_Excerpt to read_.
══════════════════════════════
# Replica Bands



## Top Flight Waterfowling (Oct 21, 2004)

Hey guys, I had guy told me once you can get replica bands but never looked in to, we had a community bird in SD couple weeks ago on a Ross Goose, flock of 7 came in, all 7 died, between 4 guys shooting, I won drawing straws but was wondering if there was anywhere where you could replica bands and certificates for my other hunting partneres, i see on ebay time to time they enter your name in a certicafe even if you didnt even shoot it, anyone hear about this before? Thanks!


----------



## Goosewhisperer26 (Mar 16, 2007)

I have never really heard of it but wouldnt be a bad idea because I'm dreading the day I might have to shoot hands for a band when your almost positive its yours but you have a greedy buddy..


----------



## bandman (Feb 13, 2006)

I don't think I'd want a replica of anything to do with hunting (especially a band.) A replica wouldn't have "ANY" meaning to me b/c it hasn't been there, done that like the original. 
People that buy bands and use them for their own benefit off ebay or wherever might as well go canned-hunting at the same time. 
uke:


----------



## diver_sniper (Sep 6, 2004)

Yeah. I just couldnt wear a fake.


----------



## jgat (Oct 27, 2006)

If it is an uncertain kill, it should be figured out before the hunt who gets the band.


----------



## USSapper (Sep 26, 2005)
══════════════════════════════
_Given entries_.

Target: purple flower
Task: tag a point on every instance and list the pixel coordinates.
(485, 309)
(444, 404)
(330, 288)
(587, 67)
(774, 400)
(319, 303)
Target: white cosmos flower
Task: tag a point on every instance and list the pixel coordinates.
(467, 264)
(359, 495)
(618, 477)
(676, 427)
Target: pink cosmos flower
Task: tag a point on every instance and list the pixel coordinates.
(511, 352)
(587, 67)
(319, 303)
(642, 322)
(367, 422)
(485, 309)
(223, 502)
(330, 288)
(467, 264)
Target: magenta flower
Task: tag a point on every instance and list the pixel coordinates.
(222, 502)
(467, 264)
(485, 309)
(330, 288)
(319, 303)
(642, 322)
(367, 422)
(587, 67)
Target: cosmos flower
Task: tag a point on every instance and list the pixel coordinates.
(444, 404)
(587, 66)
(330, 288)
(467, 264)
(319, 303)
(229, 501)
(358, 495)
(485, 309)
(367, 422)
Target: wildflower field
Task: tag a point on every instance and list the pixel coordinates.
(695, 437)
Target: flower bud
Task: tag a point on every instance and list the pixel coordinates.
══════════════════════════════
_Given request 1_. In the replica bands thread, why does bandman not want a replica band? Answer in one to three sentences.
_Given request 2_. Summarize the replica bands thread in two sentences.
Work from the replica bands thread alone, not the material.

_Output 1_. To bandman, a replica would have no meaning because it hasn't "been there, done that" like the original band.

_Output 2_. After a flock of seven Ross geese came in and all seven died between four hunters in SD, the poster who won the band by drawing straws asks where replica bands and certificates could be had for the other hunting partners. Replies range from calling the idea not a bad one, to saying a replica would have no meaning and a fake couldn't be worn, to advising that who gets the band on an uncertain kill be settled before the hunt.